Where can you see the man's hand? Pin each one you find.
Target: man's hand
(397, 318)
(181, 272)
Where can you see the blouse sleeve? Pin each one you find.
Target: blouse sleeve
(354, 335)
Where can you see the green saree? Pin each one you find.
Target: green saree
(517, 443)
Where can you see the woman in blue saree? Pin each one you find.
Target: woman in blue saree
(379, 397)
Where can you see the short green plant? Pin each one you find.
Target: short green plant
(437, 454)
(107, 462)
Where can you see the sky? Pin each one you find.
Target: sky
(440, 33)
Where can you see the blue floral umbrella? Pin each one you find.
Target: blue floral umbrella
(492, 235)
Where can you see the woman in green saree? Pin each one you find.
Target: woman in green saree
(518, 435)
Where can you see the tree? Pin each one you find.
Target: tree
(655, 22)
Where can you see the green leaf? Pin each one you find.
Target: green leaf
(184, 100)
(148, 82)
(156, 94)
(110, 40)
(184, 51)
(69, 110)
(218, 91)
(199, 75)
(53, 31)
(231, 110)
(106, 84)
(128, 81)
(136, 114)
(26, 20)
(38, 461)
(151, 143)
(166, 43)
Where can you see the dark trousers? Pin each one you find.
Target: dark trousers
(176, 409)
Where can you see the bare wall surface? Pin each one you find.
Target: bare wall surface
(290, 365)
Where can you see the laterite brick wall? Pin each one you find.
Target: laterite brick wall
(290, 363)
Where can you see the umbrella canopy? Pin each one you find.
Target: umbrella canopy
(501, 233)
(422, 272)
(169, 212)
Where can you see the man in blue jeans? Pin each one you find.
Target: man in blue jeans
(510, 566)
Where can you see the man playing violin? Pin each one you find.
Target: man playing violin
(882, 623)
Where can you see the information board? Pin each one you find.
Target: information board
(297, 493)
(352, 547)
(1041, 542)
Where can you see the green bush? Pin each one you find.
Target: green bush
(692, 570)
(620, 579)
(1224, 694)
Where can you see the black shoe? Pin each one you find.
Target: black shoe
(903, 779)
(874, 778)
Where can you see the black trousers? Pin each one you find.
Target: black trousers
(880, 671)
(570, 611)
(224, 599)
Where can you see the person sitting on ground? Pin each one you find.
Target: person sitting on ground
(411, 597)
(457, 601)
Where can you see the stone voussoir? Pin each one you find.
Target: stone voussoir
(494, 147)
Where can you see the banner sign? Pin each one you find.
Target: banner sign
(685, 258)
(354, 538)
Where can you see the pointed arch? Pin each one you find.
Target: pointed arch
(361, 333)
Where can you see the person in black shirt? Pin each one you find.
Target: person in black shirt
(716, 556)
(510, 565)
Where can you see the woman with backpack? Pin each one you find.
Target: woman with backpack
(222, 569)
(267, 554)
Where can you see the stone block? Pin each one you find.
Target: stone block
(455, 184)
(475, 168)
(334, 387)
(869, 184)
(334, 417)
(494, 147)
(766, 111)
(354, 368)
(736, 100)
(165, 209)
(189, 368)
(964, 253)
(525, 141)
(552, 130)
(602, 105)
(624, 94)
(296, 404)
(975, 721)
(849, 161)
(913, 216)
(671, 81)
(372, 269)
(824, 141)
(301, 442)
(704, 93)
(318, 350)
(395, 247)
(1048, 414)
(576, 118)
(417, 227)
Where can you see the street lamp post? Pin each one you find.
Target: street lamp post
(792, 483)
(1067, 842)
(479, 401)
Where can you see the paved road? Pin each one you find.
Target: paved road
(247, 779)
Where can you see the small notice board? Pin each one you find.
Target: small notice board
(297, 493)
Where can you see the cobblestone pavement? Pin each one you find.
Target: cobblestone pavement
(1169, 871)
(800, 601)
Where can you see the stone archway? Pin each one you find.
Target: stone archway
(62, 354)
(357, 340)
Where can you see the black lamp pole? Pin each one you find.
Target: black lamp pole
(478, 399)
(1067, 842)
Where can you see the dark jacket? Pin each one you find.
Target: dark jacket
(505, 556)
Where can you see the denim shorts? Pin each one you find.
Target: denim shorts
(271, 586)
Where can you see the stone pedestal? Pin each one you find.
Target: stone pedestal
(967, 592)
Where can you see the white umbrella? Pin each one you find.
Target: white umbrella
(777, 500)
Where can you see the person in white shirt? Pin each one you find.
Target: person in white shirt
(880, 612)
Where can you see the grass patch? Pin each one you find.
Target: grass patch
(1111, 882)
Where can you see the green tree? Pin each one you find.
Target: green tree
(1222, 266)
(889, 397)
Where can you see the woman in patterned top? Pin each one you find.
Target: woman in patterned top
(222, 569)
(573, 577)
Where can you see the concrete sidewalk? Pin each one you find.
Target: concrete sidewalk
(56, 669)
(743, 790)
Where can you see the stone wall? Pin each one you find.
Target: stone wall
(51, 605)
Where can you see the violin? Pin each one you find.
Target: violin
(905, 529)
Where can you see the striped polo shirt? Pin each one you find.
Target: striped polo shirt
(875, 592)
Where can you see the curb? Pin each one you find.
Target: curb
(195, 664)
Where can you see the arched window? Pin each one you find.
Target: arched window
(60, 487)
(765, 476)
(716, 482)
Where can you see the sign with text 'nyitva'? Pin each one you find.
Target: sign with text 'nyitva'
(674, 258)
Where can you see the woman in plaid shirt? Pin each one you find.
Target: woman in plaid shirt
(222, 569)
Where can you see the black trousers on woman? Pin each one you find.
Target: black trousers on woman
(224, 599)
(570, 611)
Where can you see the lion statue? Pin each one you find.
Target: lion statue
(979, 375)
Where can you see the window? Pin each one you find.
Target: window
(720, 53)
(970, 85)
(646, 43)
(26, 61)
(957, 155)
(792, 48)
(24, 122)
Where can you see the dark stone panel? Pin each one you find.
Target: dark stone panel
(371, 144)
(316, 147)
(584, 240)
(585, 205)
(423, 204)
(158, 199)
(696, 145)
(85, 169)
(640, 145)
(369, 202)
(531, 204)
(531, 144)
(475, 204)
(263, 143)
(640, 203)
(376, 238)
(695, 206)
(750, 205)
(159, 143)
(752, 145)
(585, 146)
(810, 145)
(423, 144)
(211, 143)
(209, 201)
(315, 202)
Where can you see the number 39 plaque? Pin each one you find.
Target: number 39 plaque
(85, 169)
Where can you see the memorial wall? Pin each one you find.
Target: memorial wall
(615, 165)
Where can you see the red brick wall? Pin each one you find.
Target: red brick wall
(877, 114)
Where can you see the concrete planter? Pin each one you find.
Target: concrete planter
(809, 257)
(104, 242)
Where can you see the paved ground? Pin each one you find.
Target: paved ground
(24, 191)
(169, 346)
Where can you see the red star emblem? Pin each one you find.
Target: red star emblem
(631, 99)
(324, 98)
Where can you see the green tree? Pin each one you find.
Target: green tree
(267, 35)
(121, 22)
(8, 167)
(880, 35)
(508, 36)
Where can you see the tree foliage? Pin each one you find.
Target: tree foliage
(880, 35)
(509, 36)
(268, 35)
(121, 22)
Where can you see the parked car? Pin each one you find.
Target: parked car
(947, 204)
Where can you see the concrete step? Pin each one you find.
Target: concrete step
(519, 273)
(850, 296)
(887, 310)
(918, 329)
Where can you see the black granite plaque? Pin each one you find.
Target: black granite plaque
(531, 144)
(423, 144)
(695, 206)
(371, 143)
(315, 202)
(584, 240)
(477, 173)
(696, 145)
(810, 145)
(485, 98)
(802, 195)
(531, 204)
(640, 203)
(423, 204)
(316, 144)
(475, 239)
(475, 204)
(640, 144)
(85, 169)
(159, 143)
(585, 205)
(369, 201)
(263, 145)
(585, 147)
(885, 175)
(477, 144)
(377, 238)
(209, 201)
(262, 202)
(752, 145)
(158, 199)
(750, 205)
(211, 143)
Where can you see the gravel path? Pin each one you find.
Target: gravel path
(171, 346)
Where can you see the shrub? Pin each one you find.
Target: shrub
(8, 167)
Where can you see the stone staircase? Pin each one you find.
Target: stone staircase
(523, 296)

▶ [Problem description] Repeat word for word every line from the one that holds "Where can you see the window?" to the end. Both ends count.

▶ [Task solution]
Where can you see the window? Pin each one you find.
Target: window
(720, 53)
(970, 85)
(646, 43)
(26, 61)
(957, 155)
(792, 48)
(24, 122)
Where can you see the dark stone panel? Pin each one you find.
Target: dark stone panel
(371, 144)
(316, 147)
(584, 240)
(585, 205)
(423, 204)
(158, 199)
(696, 145)
(85, 169)
(640, 145)
(369, 202)
(531, 204)
(531, 144)
(475, 204)
(263, 143)
(640, 203)
(376, 238)
(695, 206)
(750, 205)
(159, 143)
(752, 145)
(585, 146)
(810, 145)
(423, 144)
(211, 143)
(209, 201)
(315, 202)
Where can you see the number 39 plaque? Pin each one you find.
Target: number 39 plaque
(85, 169)
Where can you see the memorial wall? Pin each one you find.
Target: memorial wall
(615, 165)
Where can you see the red brick wall? Pin each one you find.
Target: red brick wall
(877, 114)
Where can you see the concrete planter? Pin each one you find.
Target: concrete planter
(809, 257)
(104, 242)
Where can you see the paved ground? Pin each one you find.
Target: paved ground
(24, 191)
(169, 346)
Where can you see the red star emblem? Pin each one you find.
Target: red star emblem
(631, 99)
(324, 98)
Where can you see the green tree? Pin each one you find.
Target: green tree
(267, 35)
(121, 22)
(8, 167)
(880, 35)
(508, 36)
Where can you see the tree foliage? Pin each one you find.
Target: tree foliage
(880, 35)
(509, 36)
(268, 35)
(121, 22)
Where can you see the parked car? Pin each one you find.
Target: parked car
(947, 204)
Where can you see the concrete step? Pin each one you find.
Target: concrete step
(519, 273)
(850, 296)
(887, 310)
(918, 329)
Where can you see the black granite plaque? Pin each one you find.
Target: black granite plaque
(531, 144)
(423, 144)
(695, 206)
(371, 143)
(315, 202)
(584, 240)
(477, 173)
(696, 145)
(810, 145)
(485, 98)
(802, 195)
(531, 204)
(640, 203)
(423, 204)
(316, 144)
(475, 239)
(475, 204)
(640, 144)
(85, 169)
(159, 143)
(585, 205)
(369, 201)
(263, 145)
(585, 147)
(885, 175)
(477, 144)
(377, 238)
(209, 201)
(262, 202)
(752, 145)
(158, 199)
(750, 205)
(211, 143)
Where can you see the gravel path? Pin each one you find.
Target: gravel path
(171, 346)
Where can you see the shrub? Pin each one you find.
Target: shrub
(8, 167)
Where can you see the stone staircase? Pin each one you find.
Target: stone staircase
(523, 296)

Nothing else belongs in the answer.